**WRITTEN PROBLEM:** Swap "short gray hair" for "short silver hair" in the lines starting at the one that contains "woman with short" and ending at the one that contains "pixel 73 72". Give back only those lines, with nothing else altered.

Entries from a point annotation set
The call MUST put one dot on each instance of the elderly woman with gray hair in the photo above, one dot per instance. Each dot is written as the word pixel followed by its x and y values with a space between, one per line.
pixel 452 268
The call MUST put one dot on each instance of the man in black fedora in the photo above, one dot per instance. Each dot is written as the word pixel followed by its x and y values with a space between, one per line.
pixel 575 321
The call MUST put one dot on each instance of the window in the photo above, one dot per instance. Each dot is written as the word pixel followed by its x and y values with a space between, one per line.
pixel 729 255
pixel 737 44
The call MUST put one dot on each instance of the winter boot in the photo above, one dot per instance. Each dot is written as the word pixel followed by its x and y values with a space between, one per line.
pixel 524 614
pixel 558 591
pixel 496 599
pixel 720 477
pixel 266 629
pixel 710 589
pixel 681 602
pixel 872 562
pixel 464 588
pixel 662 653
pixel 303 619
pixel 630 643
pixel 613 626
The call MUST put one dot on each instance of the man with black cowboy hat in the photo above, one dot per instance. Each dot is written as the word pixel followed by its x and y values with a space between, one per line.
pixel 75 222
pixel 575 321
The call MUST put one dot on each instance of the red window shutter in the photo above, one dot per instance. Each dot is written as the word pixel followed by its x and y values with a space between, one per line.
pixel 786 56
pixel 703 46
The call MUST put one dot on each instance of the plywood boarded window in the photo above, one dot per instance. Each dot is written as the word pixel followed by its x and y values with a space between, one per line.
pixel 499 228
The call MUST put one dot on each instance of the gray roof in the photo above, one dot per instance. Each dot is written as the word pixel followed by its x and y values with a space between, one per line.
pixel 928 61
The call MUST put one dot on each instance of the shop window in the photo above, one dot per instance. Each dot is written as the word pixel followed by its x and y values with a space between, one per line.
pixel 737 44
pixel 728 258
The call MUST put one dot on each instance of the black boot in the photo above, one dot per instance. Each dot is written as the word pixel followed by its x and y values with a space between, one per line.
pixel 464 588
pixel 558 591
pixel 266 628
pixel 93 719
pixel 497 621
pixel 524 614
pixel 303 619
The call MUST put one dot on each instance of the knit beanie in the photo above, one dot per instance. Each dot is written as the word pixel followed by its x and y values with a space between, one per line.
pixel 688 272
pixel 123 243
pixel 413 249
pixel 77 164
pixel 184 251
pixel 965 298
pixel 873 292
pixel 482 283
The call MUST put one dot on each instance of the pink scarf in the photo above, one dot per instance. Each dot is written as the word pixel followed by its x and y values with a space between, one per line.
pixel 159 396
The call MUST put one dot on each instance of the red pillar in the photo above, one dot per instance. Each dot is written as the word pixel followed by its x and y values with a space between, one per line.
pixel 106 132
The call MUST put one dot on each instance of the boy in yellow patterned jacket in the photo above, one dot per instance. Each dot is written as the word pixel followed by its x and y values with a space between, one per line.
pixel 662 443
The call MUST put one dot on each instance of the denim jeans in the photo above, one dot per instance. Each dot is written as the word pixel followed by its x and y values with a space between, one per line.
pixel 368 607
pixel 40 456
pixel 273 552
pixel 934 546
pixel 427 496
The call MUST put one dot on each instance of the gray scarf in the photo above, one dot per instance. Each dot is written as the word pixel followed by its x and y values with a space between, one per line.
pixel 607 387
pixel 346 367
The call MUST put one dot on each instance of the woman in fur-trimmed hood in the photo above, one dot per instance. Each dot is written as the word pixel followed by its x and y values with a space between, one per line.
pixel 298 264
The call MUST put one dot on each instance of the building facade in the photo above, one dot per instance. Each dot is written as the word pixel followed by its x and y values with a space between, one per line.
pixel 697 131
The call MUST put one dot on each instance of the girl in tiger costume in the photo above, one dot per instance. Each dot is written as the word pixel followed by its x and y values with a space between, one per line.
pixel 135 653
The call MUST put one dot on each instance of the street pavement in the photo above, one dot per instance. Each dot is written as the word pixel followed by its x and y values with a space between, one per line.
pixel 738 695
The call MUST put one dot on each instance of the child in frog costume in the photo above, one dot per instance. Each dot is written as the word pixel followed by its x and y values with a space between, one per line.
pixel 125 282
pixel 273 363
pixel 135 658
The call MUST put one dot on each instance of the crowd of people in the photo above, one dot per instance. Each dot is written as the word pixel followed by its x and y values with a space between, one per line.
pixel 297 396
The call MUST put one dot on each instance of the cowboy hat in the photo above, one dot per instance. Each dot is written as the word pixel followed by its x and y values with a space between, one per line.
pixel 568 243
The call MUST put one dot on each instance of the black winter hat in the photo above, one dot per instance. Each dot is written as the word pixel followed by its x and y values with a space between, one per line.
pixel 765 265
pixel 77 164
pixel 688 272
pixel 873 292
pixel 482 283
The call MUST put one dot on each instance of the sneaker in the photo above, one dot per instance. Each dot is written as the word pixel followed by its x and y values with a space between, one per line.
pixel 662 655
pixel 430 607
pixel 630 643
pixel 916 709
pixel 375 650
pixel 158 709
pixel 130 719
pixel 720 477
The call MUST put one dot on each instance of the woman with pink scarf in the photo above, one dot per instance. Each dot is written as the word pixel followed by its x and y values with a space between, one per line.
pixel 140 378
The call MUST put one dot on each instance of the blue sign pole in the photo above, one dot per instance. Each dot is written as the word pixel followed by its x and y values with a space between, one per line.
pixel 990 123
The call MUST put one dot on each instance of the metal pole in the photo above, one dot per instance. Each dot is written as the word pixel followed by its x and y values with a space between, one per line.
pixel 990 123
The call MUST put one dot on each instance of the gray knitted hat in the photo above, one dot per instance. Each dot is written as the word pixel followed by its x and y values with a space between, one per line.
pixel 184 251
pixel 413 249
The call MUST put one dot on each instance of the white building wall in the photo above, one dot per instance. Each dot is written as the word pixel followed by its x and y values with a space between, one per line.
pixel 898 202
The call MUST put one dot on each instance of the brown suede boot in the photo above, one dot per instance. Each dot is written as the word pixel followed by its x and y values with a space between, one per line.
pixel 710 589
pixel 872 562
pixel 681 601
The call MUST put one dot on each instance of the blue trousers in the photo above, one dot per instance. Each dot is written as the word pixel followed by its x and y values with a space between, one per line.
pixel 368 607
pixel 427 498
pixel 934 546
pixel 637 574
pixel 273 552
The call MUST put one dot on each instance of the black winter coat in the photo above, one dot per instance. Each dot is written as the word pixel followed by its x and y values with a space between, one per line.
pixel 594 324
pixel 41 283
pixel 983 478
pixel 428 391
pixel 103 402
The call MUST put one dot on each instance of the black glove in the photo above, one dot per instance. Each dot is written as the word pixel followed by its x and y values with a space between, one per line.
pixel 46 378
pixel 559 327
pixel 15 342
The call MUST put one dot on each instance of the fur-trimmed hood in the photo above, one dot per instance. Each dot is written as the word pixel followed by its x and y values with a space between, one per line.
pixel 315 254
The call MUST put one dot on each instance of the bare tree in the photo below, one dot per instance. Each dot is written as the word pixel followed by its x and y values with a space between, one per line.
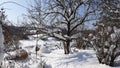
pixel 61 18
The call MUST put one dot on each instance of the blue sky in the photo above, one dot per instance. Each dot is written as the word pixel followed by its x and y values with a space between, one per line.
pixel 13 11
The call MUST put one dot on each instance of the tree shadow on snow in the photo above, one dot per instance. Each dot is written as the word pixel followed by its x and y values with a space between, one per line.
pixel 78 57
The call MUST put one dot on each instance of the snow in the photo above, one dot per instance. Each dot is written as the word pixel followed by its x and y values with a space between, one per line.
pixel 54 57
pixel 1 44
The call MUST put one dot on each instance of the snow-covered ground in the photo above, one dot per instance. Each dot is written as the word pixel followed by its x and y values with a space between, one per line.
pixel 54 57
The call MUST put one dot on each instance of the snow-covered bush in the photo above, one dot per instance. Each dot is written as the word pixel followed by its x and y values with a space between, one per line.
pixel 1 44
pixel 17 55
pixel 106 43
pixel 44 49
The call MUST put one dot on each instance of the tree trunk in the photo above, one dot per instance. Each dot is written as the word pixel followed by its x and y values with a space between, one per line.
pixel 66 47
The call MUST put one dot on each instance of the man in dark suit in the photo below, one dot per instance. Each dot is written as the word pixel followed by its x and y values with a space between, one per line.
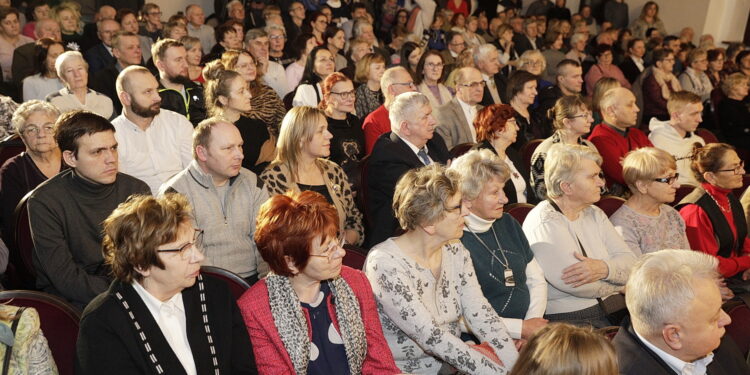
pixel 486 59
pixel 633 64
pixel 677 321
pixel 100 56
pixel 24 57
pixel 529 39
pixel 126 48
pixel 410 144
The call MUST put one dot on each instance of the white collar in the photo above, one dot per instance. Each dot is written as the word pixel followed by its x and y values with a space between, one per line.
pixel 154 304
pixel 476 224
pixel 697 367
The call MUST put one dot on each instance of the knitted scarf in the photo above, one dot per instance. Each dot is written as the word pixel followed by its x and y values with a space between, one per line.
pixel 292 325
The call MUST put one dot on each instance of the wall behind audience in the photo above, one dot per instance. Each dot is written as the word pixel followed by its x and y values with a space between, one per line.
pixel 724 19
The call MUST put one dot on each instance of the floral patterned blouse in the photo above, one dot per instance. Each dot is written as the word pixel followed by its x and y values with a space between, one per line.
pixel 420 315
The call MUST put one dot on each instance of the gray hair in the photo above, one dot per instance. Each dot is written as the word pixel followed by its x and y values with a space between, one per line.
pixel 64 58
pixel 26 109
pixel 482 51
pixel 562 163
pixel 660 287
pixel 403 107
pixel 421 195
pixel 476 167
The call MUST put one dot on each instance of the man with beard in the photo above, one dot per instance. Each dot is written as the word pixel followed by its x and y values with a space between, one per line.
pixel 153 143
pixel 177 91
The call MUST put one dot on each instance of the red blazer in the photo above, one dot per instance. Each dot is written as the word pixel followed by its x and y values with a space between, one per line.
pixel 271 356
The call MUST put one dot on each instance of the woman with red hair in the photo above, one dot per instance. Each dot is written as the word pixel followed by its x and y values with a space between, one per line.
pixel 348 142
pixel 496 130
pixel 311 315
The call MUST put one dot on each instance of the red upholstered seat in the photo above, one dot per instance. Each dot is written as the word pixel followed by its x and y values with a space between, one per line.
pixel 59 320
pixel 236 284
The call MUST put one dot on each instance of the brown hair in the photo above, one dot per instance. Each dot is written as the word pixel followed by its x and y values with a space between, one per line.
pixel 287 225
pixel 708 158
pixel 137 227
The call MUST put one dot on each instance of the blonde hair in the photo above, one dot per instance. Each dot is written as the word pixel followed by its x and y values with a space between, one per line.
pixel 564 349
pixel 562 163
pixel 421 195
pixel 476 167
pixel 646 164
pixel 297 128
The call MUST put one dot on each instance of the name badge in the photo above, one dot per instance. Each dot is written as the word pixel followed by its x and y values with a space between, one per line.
pixel 509 279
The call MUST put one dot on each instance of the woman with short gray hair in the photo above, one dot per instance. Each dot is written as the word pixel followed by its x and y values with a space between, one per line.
pixel 425 284
pixel 646 221
pixel 584 259
pixel 510 277
pixel 73 72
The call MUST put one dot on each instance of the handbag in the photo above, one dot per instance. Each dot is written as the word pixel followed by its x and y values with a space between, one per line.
pixel 614 306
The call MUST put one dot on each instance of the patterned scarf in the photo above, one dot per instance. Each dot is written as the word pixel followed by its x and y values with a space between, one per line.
pixel 291 323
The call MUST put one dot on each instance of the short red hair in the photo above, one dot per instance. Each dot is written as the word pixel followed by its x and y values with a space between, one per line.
pixel 327 85
pixel 288 223
pixel 491 119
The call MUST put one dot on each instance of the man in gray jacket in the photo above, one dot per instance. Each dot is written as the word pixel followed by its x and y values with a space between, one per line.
pixel 225 198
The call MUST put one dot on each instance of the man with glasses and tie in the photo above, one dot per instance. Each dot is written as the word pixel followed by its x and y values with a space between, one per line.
pixel 456 118
pixel 487 60
pixel 224 197
pixel 410 144
pixel 395 81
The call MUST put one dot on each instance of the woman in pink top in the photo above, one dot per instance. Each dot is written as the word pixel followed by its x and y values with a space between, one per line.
pixel 604 68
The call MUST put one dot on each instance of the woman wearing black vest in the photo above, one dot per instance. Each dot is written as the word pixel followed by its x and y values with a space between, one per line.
pixel 715 221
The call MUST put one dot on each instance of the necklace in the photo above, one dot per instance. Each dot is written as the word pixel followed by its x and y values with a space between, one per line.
pixel 727 210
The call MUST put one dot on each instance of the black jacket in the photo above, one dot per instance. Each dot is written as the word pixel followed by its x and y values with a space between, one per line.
pixel 194 108
pixel 635 358
pixel 108 342
pixel 391 157
pixel 98 58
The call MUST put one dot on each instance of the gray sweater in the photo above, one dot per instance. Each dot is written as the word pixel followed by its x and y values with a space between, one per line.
pixel 229 225
pixel 65 214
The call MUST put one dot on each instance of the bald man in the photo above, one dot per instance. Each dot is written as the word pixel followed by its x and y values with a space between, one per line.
pixel 617 135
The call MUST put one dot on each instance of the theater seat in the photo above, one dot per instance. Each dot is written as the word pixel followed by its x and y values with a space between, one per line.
pixel 60 321
pixel 236 284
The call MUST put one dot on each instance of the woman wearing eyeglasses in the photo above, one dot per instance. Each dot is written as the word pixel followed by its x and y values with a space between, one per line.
pixel 348 142
pixel 583 257
pixel 160 315
pixel 716 222
pixel 429 79
pixel 646 221
pixel 311 314
pixel 425 284
pixel 301 164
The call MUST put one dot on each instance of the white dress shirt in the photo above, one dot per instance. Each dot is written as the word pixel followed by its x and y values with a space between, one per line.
pixel 170 317
pixel 697 367
pixel 470 112
pixel 157 153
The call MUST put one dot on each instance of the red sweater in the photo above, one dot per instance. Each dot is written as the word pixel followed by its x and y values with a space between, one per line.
pixel 271 356
pixel 376 123
pixel 613 147
pixel 700 232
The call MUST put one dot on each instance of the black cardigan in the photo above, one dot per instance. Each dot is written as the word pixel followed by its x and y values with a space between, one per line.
pixel 108 342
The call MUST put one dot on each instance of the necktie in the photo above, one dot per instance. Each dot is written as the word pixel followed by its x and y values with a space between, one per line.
pixel 423 155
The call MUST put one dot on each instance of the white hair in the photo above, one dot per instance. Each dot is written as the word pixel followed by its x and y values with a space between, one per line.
pixel 403 107
pixel 660 287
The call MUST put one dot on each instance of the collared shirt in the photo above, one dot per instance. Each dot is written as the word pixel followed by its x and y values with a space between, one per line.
pixel 157 153
pixel 493 88
pixel 206 35
pixel 416 149
pixel 638 63
pixel 697 367
pixel 170 317
pixel 470 112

**COMPLETE RESPONSE:**
The call MUST put one dot on each instance of the woman with short silver hair in the photo above, one dot per instance. Each dot is written as the word pixel followed by its x and y values with a space between, one per line.
pixel 425 284
pixel 646 221
pixel 584 259
pixel 510 277
pixel 73 72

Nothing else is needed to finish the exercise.